[Begin]
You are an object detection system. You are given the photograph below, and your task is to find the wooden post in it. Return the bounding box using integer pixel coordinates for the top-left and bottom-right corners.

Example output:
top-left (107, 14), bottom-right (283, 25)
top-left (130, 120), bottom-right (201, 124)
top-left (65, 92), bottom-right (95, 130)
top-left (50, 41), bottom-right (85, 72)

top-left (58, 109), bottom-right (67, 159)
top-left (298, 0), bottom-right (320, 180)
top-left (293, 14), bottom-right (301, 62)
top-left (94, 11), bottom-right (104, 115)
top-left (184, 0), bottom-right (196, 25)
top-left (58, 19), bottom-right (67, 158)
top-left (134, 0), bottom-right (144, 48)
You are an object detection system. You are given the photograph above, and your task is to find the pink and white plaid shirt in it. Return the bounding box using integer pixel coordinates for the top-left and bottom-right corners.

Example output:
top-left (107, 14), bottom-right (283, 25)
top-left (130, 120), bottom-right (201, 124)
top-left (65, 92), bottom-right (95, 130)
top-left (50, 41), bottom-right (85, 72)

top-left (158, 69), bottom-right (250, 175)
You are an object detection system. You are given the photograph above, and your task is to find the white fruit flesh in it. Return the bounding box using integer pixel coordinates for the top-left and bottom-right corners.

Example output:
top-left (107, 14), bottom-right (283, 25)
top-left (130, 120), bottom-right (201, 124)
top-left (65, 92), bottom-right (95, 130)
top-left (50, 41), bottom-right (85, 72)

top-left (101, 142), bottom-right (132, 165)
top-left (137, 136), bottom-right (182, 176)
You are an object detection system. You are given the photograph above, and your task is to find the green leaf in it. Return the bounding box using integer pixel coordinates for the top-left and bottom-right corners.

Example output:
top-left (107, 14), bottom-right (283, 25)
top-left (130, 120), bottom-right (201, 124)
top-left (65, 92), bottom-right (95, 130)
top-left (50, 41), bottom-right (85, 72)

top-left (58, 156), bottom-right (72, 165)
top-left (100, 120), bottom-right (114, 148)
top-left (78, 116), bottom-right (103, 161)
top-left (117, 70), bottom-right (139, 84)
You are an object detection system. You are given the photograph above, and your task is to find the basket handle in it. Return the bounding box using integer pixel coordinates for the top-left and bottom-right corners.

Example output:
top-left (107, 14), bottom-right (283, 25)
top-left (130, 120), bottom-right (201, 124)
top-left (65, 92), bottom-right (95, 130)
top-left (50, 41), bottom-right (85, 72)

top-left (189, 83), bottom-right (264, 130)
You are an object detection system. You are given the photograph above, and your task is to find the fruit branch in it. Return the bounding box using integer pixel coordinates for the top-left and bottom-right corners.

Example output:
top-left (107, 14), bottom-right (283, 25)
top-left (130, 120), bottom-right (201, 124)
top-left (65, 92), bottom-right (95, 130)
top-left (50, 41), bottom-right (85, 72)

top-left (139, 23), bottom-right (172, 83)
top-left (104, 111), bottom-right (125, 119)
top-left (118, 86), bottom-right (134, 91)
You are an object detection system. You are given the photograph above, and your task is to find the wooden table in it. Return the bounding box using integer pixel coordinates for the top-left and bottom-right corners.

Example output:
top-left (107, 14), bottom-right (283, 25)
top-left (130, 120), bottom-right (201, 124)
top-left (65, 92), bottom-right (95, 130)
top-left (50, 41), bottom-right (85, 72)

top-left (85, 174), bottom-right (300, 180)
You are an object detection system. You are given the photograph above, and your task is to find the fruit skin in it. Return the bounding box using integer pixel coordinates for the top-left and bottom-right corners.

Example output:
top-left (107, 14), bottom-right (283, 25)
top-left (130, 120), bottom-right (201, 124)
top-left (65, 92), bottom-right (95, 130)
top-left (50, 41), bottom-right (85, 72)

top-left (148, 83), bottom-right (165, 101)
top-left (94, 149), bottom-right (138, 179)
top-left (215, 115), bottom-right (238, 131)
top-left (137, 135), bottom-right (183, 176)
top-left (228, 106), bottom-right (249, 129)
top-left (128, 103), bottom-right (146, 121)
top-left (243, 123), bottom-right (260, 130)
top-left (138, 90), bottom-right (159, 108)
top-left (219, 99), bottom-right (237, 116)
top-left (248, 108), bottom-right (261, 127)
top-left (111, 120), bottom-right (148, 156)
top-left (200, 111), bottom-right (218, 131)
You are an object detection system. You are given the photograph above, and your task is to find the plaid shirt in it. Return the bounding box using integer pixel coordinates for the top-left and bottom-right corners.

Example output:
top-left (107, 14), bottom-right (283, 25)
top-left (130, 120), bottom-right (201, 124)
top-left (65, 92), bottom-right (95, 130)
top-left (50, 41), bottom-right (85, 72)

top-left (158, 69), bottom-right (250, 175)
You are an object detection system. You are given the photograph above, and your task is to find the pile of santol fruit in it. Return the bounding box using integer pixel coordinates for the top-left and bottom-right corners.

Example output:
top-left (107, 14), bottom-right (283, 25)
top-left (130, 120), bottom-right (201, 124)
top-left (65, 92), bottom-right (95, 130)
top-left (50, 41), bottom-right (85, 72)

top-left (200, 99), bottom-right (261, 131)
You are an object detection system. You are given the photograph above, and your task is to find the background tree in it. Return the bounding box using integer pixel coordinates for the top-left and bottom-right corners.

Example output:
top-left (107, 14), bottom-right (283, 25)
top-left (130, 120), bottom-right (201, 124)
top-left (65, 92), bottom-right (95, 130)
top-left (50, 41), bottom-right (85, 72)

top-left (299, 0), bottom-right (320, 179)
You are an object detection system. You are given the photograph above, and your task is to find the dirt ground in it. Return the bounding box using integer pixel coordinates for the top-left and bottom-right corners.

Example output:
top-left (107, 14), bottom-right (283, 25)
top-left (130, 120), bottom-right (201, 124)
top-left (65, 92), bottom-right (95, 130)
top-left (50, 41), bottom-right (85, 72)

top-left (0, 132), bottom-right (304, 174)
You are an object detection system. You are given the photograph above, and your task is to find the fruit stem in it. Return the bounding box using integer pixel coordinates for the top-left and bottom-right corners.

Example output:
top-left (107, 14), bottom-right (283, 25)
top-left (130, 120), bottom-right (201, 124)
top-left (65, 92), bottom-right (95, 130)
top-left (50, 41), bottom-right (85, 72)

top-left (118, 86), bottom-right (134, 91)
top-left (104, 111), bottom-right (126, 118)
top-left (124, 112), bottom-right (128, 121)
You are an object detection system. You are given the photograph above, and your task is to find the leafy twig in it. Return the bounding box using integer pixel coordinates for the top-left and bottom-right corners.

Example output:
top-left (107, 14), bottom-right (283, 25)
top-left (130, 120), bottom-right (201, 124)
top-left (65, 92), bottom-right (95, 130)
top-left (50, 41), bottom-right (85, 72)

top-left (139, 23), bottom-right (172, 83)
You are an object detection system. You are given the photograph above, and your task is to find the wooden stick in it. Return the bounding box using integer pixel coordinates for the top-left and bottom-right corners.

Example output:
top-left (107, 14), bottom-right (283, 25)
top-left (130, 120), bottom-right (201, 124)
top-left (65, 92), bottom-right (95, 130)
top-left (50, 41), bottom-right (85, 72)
[End]
STATED GOAL » In the items above, take the part that opens at the start and closes with the line containing "top-left (134, 0), bottom-right (144, 48)". Swap "wooden post" for "fence post" and write out those lines again with nothing else altered.

WRITTEN SOLUTION »
You are an object detection system. You are given the photograph below, and your task is to find the fence post in it. Return the bounding box using integer pixel coordinates for the top-left and bottom-right corners.

Example output:
top-left (107, 14), bottom-right (283, 25)
top-left (130, 120), bottom-right (201, 124)
top-left (65, 92), bottom-right (95, 130)
top-left (50, 41), bottom-right (85, 72)

top-left (58, 109), bottom-right (67, 159)
top-left (298, 0), bottom-right (320, 180)
top-left (293, 14), bottom-right (301, 62)
top-left (94, 11), bottom-right (104, 115)
top-left (184, 0), bottom-right (196, 25)
top-left (58, 19), bottom-right (67, 158)
top-left (134, 0), bottom-right (144, 48)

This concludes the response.